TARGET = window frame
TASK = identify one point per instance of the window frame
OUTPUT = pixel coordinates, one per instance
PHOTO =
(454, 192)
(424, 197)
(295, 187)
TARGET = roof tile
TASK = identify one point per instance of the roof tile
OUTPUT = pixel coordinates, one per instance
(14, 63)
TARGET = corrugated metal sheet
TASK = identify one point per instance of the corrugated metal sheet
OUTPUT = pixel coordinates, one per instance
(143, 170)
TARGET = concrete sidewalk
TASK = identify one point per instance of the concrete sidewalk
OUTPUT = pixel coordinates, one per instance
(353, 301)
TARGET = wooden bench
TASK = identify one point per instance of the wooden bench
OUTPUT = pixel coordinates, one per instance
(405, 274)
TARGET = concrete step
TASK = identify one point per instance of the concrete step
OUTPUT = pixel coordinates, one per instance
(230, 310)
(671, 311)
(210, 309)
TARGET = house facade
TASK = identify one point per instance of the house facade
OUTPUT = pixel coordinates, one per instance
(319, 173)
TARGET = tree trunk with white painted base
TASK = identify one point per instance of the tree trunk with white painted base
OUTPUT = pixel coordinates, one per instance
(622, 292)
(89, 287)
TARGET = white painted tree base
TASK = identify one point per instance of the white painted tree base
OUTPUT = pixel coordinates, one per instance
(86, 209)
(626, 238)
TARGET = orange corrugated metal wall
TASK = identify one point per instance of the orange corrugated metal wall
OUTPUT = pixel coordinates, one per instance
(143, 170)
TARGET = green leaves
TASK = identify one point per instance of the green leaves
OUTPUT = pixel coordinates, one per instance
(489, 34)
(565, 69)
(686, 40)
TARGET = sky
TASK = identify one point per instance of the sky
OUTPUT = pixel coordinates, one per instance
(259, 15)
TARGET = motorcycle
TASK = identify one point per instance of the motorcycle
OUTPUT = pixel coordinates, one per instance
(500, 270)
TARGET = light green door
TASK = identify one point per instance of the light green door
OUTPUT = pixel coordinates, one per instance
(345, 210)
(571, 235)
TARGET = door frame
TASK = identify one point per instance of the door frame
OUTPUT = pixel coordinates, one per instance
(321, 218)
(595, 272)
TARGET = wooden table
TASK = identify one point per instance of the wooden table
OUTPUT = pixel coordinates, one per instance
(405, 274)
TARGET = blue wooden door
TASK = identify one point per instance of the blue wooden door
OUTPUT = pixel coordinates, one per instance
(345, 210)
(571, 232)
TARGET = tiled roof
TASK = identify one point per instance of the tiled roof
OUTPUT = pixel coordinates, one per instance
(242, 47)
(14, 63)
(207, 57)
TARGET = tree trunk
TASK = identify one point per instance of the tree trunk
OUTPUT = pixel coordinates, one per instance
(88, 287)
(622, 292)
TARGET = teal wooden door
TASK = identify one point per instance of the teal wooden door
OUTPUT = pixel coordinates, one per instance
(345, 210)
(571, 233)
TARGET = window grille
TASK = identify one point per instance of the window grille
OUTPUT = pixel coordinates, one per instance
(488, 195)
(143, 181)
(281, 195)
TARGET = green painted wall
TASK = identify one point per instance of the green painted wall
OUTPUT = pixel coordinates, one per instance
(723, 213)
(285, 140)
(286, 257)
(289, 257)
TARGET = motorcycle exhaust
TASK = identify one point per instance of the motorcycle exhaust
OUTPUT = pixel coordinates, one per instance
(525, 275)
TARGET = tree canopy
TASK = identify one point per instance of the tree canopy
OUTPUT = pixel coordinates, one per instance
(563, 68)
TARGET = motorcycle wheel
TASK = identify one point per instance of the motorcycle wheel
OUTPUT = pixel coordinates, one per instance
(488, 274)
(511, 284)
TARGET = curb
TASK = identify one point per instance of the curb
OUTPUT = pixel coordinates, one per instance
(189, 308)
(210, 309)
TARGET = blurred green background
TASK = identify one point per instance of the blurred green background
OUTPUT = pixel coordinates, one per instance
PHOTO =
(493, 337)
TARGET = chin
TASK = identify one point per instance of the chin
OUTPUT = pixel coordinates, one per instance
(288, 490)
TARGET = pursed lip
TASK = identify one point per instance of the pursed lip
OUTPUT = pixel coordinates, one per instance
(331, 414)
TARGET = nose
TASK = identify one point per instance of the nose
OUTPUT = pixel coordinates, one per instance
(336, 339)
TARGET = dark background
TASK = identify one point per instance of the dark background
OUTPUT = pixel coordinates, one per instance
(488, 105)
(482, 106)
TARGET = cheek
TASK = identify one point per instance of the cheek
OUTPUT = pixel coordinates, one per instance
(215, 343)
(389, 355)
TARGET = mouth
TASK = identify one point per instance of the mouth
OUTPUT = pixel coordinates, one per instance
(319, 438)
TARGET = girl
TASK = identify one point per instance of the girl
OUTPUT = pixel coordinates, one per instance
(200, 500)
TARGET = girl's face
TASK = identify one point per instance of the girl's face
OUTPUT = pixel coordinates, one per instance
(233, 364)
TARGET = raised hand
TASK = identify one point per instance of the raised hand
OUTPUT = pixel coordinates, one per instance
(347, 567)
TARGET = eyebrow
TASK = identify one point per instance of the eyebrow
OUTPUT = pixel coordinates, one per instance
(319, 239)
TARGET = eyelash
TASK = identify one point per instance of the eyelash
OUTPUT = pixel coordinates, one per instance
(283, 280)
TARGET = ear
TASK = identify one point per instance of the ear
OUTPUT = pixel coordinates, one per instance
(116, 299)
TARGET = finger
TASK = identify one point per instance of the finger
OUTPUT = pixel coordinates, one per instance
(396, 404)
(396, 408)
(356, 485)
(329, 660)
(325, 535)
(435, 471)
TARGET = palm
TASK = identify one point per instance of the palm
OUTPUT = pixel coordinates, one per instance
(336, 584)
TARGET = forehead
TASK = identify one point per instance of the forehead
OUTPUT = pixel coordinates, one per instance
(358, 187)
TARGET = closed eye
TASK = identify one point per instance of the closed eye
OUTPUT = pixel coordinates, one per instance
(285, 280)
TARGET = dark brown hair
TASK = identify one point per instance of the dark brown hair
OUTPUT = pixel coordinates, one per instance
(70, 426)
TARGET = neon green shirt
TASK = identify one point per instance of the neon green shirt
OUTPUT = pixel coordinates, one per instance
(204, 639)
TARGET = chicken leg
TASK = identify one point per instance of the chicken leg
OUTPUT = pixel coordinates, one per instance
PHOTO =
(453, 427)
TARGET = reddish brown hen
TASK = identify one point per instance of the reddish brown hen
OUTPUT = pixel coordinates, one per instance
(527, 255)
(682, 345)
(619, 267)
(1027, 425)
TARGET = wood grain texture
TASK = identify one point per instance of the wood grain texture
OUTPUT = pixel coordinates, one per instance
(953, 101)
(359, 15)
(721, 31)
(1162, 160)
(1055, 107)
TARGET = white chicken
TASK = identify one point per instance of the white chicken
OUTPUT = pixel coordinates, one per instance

* _What the task requires_: In the records above, the line with "TARGET = dark brown hair" marks the start and the line with "TARGET = wood grain texture" marks the end; copy that stretch exactly, both lines included, and nothing else.

* _Reply_:
TARGET = dark brown hair
TASK = identify one point per instance of the dark brown hair
OUTPUT = pixel coordinates, one per instance
(70, 426)
TARGET = neon green shirt
TASK = identify one point per instance of the neon green shirt
OUTPUT = pixel coordinates, one per instance
(204, 639)
TARGET = chicken leg
TASK = identify one point per instance of the chicken leg
OUTPUT = pixel coordinates, one per instance
PHOTO =
(453, 427)
TARGET = reddish brown hen
TASK = identify one point per instance of the reddish brown hen
OUTPUT = pixel coordinates, one per instance
(527, 255)
(682, 345)
(619, 267)
(1027, 425)
TARGET = wood grain texture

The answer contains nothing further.